Overview
Ace of Aces: Wingleader is a two-player aerial combat game published by Nova Game Designs in 1988 that adapts the Ace of Aces picture book game system to World War II fighter combat. Like its WWI predecessor, it uses a pair of books (Allied and Axis) showing cockpit-view illustrations. Players simultaneously select maneuvers, cross-reference page numbers, and navigate to a new shared page representing the combat result. The game models 24 different WWII fighters, including the Me-262 jet.
Components
- 2 flip books (Allied book and Axis book), each containing cockpit-view illustrations with maneuver options and page numbers
- 24 double-sided aircraft cards (representing different WWII fighters with their stats)
- Quick start rules sheet
- Rules booklet (basic, intermediate, and advanced rules)
Setup
- Each player takes one book (Allied or Axis).
- Each player selects an aircraft card representing the fighter they will fly.
- Both players agree on the rules level: Basic, Intermediate, or Advanced.
- Both players open their books to the agreed starting page number.
- Play begins.
Turn Structure
Each turn represents a moment of aerial combat and proceeds simultaneously:
- Select maneuver: Each player views their current page showing the enemy aircraft from their cockpit. Available maneuvers are listed at the bottom of the page with corresponding page numbers.
- Announce page number: Each player selects a maneuver and announces the page number listed under it.
- Navigate: Each player turns to the page number announced by their opponent. On this new page, they find the maneuver they chose and note the page number under it.

Challenge 1:
Retype the part of the Wingleader overview that opens with the words containing "- Announce page" and closes with "number under it.".
Challenge 2:
Answer from the Wingleader overview:
(a) Which company published the game?
(b) How many double-sided aircraft cards come with it?
(c) What rules levels can the players choose from?

Raw records:
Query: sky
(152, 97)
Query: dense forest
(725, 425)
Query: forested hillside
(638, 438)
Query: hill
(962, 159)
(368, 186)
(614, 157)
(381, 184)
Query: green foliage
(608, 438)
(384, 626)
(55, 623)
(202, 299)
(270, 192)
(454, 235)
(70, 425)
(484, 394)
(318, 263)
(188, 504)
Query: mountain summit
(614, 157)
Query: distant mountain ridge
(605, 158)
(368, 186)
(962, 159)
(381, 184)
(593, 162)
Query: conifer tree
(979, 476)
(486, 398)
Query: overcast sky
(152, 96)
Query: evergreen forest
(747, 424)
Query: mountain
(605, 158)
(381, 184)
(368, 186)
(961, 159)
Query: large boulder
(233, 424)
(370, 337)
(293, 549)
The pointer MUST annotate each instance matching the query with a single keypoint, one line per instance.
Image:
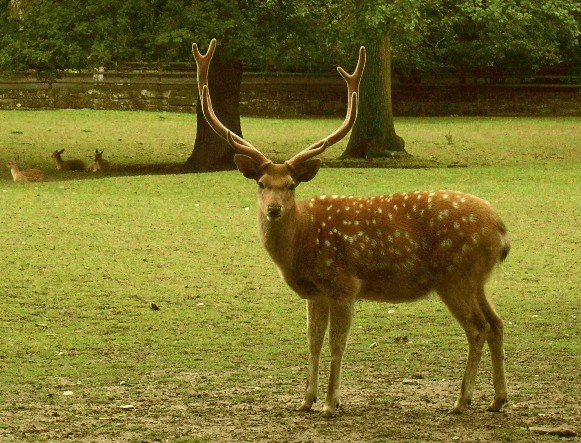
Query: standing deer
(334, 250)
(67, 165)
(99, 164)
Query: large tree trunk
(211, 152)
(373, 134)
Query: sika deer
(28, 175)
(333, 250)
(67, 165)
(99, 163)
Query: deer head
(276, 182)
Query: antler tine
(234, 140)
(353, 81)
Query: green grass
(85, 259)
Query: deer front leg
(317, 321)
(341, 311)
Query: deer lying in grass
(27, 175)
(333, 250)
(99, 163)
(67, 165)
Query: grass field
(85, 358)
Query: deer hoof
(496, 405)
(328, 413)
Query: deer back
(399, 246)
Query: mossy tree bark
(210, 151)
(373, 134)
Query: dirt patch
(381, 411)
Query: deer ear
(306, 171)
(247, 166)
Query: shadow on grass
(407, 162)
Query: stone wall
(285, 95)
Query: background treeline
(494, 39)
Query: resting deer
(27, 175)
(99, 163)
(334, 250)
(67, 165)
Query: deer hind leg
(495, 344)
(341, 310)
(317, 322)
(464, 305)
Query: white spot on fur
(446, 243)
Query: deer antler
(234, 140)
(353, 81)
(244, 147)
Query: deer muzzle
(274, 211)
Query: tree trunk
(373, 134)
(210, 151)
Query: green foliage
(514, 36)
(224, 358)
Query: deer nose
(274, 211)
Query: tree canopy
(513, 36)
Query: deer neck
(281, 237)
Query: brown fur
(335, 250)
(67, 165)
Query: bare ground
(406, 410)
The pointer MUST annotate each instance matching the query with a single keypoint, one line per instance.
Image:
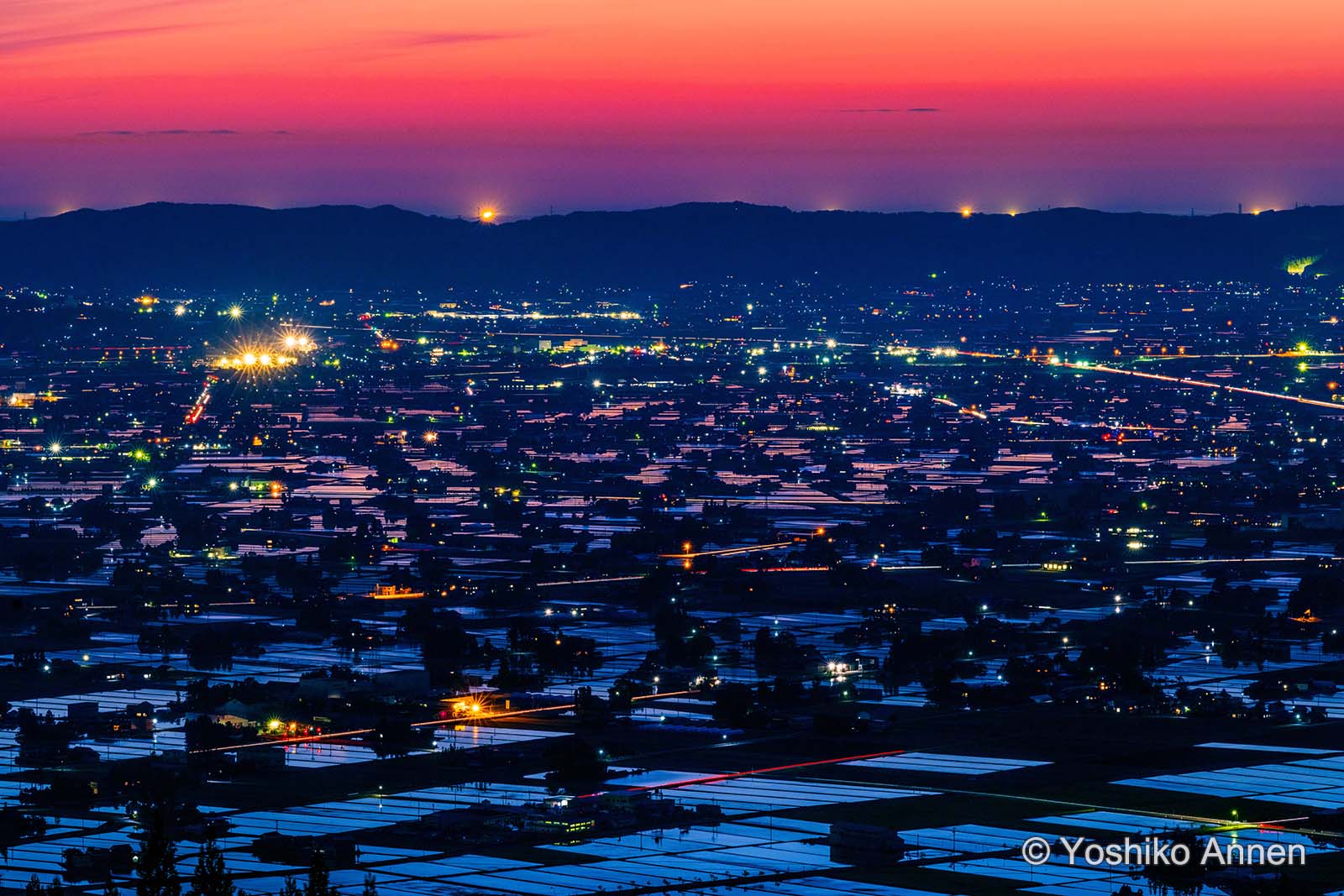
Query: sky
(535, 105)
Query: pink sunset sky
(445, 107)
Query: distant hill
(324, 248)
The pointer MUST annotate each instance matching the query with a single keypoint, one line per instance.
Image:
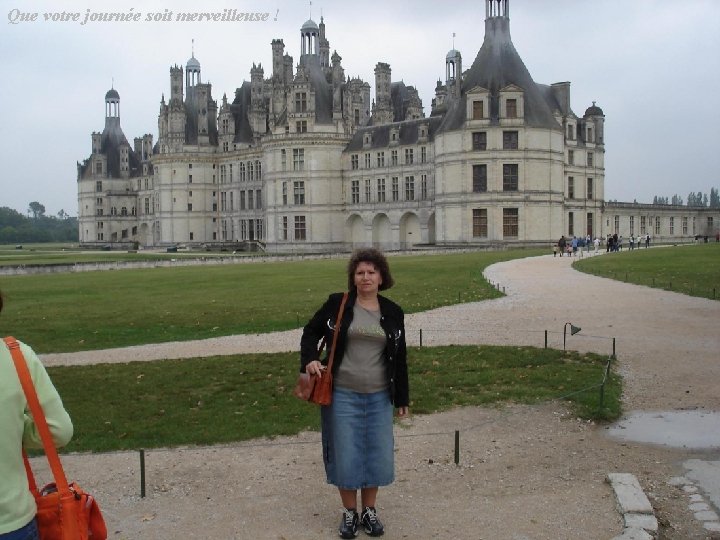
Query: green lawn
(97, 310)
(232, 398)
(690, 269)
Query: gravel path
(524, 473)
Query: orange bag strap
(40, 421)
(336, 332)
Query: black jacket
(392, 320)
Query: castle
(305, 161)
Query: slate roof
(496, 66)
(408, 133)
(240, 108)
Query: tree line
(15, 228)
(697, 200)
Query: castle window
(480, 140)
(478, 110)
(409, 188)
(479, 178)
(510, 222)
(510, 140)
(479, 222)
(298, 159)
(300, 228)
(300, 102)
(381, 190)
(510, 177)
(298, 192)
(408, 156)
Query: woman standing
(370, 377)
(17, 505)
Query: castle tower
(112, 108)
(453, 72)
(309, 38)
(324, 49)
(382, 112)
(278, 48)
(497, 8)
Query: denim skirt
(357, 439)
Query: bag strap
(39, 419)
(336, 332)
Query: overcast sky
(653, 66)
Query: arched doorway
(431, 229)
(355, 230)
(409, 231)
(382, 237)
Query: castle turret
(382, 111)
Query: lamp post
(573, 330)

---

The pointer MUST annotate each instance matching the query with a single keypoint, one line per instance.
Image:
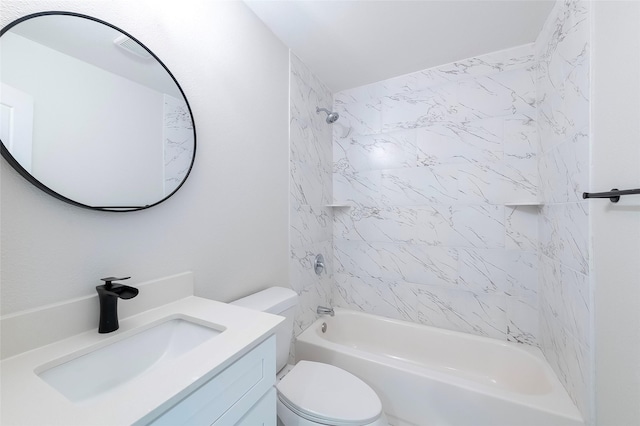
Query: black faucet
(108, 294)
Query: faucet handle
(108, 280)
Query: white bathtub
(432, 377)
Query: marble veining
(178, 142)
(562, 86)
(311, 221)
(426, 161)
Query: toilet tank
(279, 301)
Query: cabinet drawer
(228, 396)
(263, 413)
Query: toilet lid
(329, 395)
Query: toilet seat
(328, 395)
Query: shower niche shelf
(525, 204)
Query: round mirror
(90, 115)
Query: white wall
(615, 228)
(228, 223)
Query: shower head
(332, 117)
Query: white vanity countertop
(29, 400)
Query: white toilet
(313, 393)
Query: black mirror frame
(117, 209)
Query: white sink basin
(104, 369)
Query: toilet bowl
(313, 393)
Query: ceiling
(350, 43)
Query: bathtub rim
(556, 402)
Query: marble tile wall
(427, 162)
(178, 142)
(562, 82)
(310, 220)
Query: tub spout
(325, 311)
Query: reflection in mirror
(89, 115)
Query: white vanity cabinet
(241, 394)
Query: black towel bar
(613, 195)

Solution 1:
- Announce page number: Each player selects a maneuver and announces the page number listed under it.
- Navigate: Each player turns to the page number announced by their opponent. On this new page, they find the maneuver they chose and note the page number under it.

Solution 2:
(a) Nova Game Designs
(b) 24
(c) Basic, Intermediate, or Advanced